-------- DATA LINES

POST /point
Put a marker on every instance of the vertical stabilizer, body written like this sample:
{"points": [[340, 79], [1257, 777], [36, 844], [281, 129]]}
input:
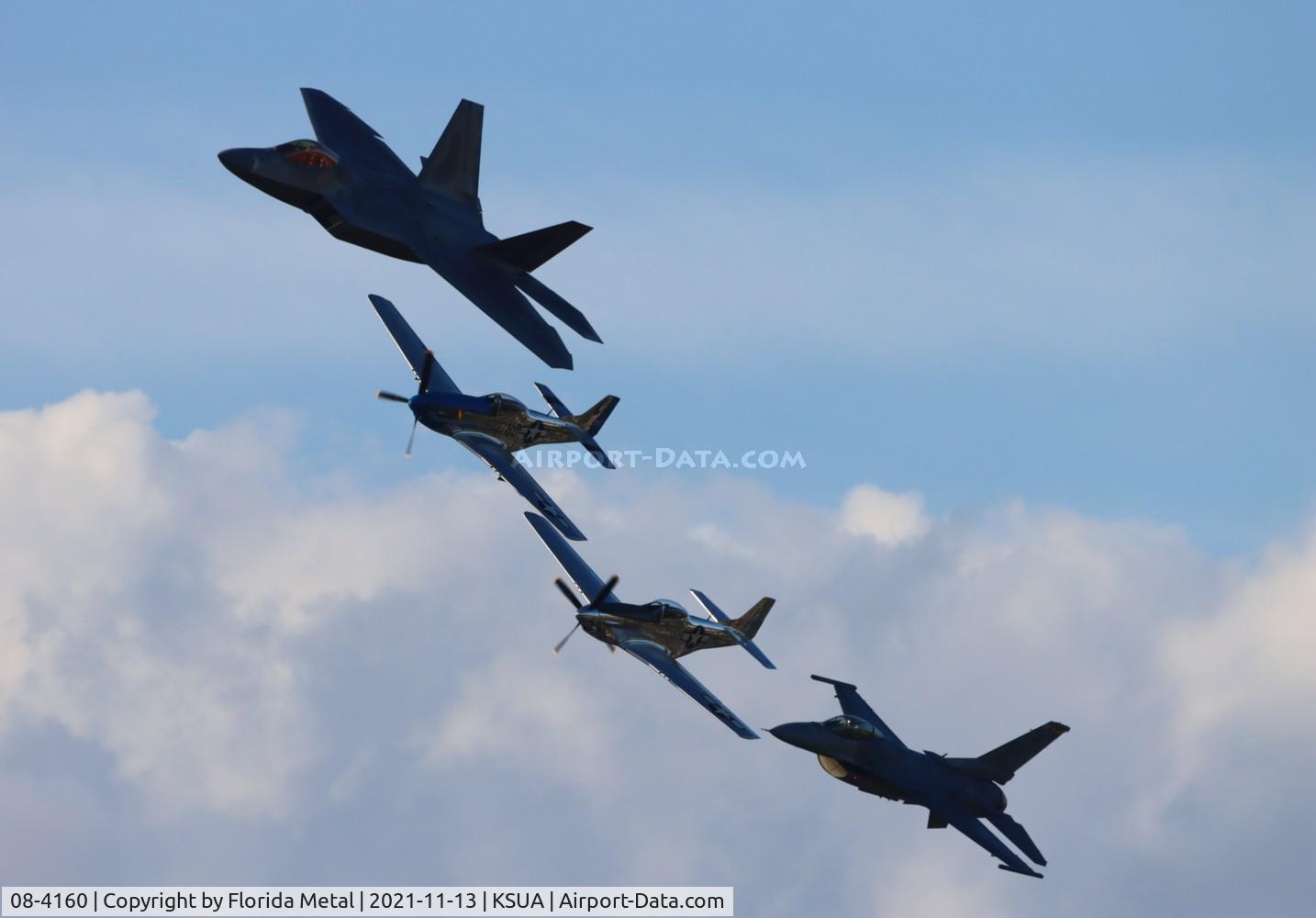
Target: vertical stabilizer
{"points": [[453, 169]]}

----------------

Can you repeat the entries above word for word, leaving the pictures out?

POST /point
Put a marker on every instance of the vertical stabilizer, body written like this sample:
{"points": [[340, 79], [1257, 777], [36, 844], [281, 129]]}
input:
Target: vertical stabilizer
{"points": [[453, 169]]}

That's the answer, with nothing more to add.